Report every line of the records that contains the string "gray", treating case as significant.

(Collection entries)

** begin **

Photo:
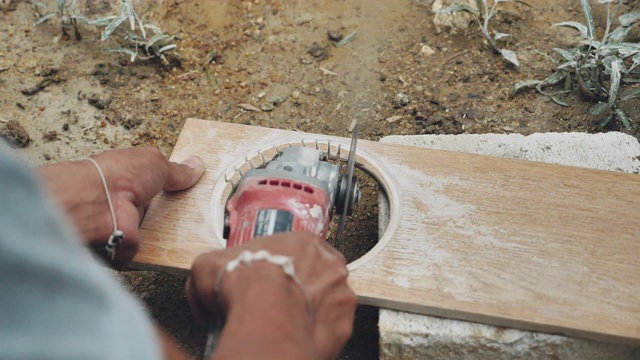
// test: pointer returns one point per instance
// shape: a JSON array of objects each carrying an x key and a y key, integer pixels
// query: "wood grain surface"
[{"x": 504, "y": 242}]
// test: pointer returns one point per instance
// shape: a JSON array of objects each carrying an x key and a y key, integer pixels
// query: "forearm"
[{"x": 263, "y": 337}]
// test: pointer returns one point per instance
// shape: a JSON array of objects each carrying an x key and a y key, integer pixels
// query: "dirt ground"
[{"x": 400, "y": 75}]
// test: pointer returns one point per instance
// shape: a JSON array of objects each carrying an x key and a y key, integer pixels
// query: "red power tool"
[{"x": 296, "y": 190}]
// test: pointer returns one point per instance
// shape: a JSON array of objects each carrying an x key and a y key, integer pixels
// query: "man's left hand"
[{"x": 134, "y": 176}]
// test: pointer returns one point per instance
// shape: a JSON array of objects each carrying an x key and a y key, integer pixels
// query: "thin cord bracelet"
[{"x": 117, "y": 235}]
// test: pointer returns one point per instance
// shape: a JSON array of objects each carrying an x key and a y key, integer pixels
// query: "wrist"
[
  {"x": 266, "y": 310},
  {"x": 78, "y": 190}
]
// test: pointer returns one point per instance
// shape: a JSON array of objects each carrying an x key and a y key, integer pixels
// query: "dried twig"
[{"x": 454, "y": 56}]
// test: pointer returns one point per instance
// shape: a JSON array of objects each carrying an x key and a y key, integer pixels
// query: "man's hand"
[
  {"x": 134, "y": 176},
  {"x": 266, "y": 311}
]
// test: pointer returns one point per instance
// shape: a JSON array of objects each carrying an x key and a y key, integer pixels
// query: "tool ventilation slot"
[{"x": 287, "y": 184}]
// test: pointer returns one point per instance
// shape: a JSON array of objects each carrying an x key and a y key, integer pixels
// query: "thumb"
[{"x": 185, "y": 175}]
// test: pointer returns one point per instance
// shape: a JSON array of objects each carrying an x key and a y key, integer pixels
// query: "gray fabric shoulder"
[{"x": 55, "y": 302}]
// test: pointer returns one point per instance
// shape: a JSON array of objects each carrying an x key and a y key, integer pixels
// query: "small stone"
[
  {"x": 267, "y": 106},
  {"x": 401, "y": 100},
  {"x": 15, "y": 133},
  {"x": 427, "y": 51},
  {"x": 353, "y": 124},
  {"x": 98, "y": 102},
  {"x": 335, "y": 35},
  {"x": 50, "y": 136},
  {"x": 394, "y": 118},
  {"x": 276, "y": 100},
  {"x": 318, "y": 52}
]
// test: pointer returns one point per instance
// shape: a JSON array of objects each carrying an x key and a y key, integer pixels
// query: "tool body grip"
[{"x": 264, "y": 206}]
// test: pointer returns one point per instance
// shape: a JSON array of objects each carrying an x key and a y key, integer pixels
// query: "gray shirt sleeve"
[{"x": 55, "y": 301}]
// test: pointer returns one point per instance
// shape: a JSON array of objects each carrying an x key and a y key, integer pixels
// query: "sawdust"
[{"x": 94, "y": 101}]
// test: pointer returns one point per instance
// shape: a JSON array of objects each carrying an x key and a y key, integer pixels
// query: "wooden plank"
[{"x": 505, "y": 242}]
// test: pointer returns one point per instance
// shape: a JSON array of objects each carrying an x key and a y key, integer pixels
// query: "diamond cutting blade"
[{"x": 350, "y": 167}]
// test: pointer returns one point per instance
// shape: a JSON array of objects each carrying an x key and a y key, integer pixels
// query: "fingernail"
[{"x": 194, "y": 162}]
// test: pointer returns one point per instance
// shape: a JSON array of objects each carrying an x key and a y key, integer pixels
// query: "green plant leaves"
[
  {"x": 510, "y": 56},
  {"x": 112, "y": 27},
  {"x": 599, "y": 108},
  {"x": 518, "y": 1},
  {"x": 567, "y": 55},
  {"x": 586, "y": 9},
  {"x": 615, "y": 80},
  {"x": 623, "y": 118},
  {"x": 619, "y": 34},
  {"x": 525, "y": 84},
  {"x": 584, "y": 31},
  {"x": 629, "y": 18},
  {"x": 44, "y": 18},
  {"x": 559, "y": 102},
  {"x": 129, "y": 52},
  {"x": 459, "y": 8},
  {"x": 155, "y": 39},
  {"x": 627, "y": 95}
]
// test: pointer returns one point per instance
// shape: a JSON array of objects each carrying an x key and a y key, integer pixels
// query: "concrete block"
[{"x": 412, "y": 336}]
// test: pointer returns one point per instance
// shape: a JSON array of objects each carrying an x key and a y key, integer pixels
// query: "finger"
[
  {"x": 185, "y": 175},
  {"x": 199, "y": 311},
  {"x": 326, "y": 248}
]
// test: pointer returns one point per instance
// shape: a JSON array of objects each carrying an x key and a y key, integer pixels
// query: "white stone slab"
[{"x": 411, "y": 336}]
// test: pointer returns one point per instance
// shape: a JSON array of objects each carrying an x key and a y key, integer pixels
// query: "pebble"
[
  {"x": 353, "y": 124},
  {"x": 427, "y": 51},
  {"x": 335, "y": 35},
  {"x": 267, "y": 106},
  {"x": 401, "y": 99},
  {"x": 275, "y": 100}
]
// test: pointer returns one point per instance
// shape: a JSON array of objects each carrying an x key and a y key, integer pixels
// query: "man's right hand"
[{"x": 266, "y": 311}]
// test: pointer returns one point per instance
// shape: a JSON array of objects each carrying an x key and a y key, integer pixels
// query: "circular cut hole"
[{"x": 366, "y": 230}]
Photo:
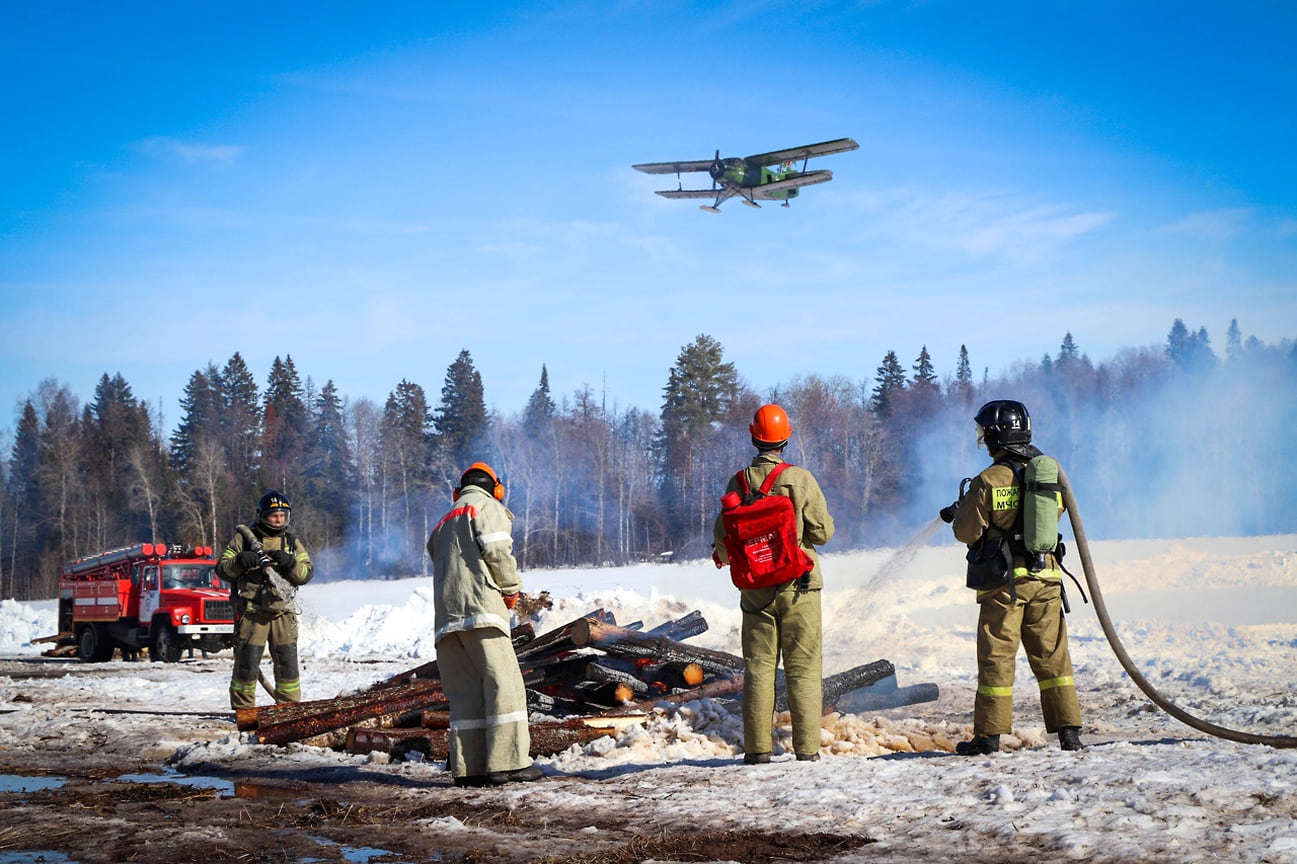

** end **

**Result:**
// query: "gray fabric shoulder"
// query: "gray shirt sleeve"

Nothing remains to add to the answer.